- DOCUMENT:
________________________

Analyze Your Google Location History: Getting and Loading Data

Before we begin, I want to ensure you’re able to follow along. For you to be able to run this successfully and copy my code, you’ll need the following items:

A Google account that has the timeline feature set up in Google Maps
An export of your location history in JSON format available through Google Takeout.
A Mac or Linux machine with Google Cloud SDK installed.
At least the free tier of Google Cloud Platform, set up and ready to go.

Make sure all of this is ready before you begin.

I’ve been using Google’s Timeline feature to track my locations since 2011 when it was called Google Latitude. When I first signed up, I thought it was an interesting way to share your location with family and friends, but I pretty much forgot about it until recently.

I decided that it might be a good time to take the information that Google has been gathering for the past seven years and start a new project to see what I could learn about myself.

The first issue that I ran into is the size of the GeoJSON file that Google lets you export.

My exported file was around 400 MB once it was unzipped, and I don’t really want to load the entire file into R to work with, so I thought this would be a great use case for Google’s Cloud Platform.

I could easily store the file in Cloud Storage and then load the data into Google BigQuery’s data warehouse to analyze with R.

Writing SQL is similar to the dplyr package in R. I also get the added benefit of offloading all of the processing power to Google BigQuery which I can run for free since I have the free tier of GCP.

Today I will share the bash script that I’ve written to automate extracting, uploading and storing the information.

________________________

- EXERCISE SET:
1. In the location history guide, what was Google Timeline called when the writer started using it in 2011?
2. Swap "400 MB" for "600 MB" in the location history guide, starting at "My exported file" and ending at "tier of GCP.", and write that stretch out again.
The listing comes from a separate source.

- RECORD LIST:
________________________

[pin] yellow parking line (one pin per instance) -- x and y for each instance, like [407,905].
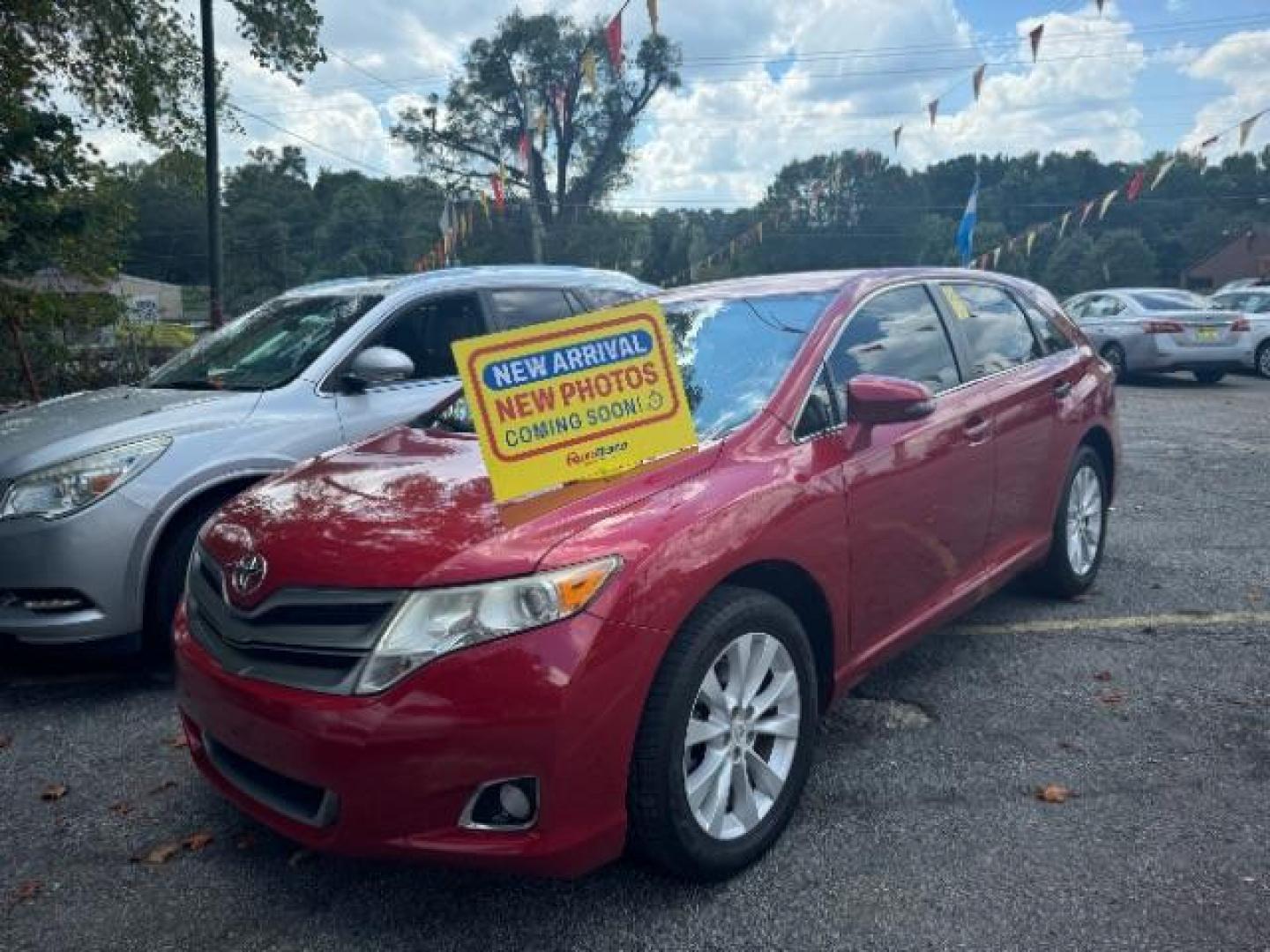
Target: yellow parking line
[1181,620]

________________________

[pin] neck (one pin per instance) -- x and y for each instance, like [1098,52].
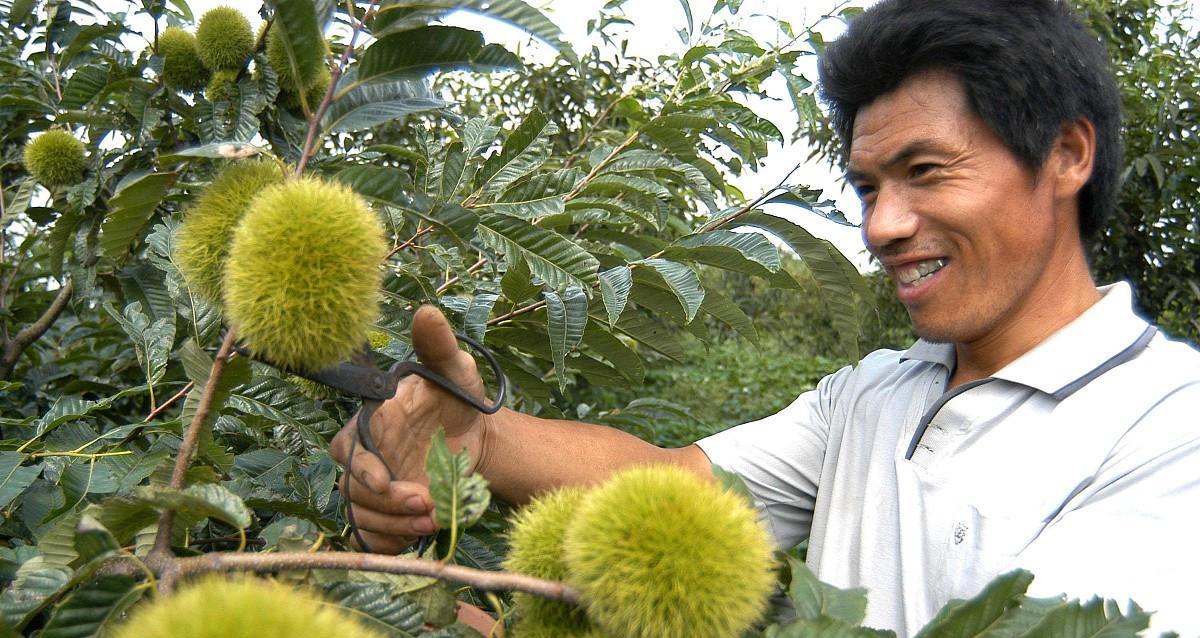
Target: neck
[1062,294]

________________________

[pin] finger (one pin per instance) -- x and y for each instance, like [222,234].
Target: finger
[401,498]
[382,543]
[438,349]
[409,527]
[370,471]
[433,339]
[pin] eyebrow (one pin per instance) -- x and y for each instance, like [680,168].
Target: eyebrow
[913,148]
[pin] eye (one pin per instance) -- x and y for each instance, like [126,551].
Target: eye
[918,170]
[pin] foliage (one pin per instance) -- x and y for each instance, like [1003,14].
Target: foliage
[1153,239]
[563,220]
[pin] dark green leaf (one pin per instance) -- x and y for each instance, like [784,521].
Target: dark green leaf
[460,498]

________________________

- IN RESPONSE:
1. Google Latitude

2.
My exported file was around 600 MB once it was unzipped, and I don’t really want to load the entire file into R to work with, so I thought this would be a great use case for Google’s Cloud Platform.

I could easily store the file in Cloud Storage and then load the data into Google BigQuery’s data warehouse to analyze with R.

Writing SQL is similar to the dplyr package in R. I also get the added benefit of offloading all of the processing power to Google BigQuery which I can run for free since I have the free tier of GCP.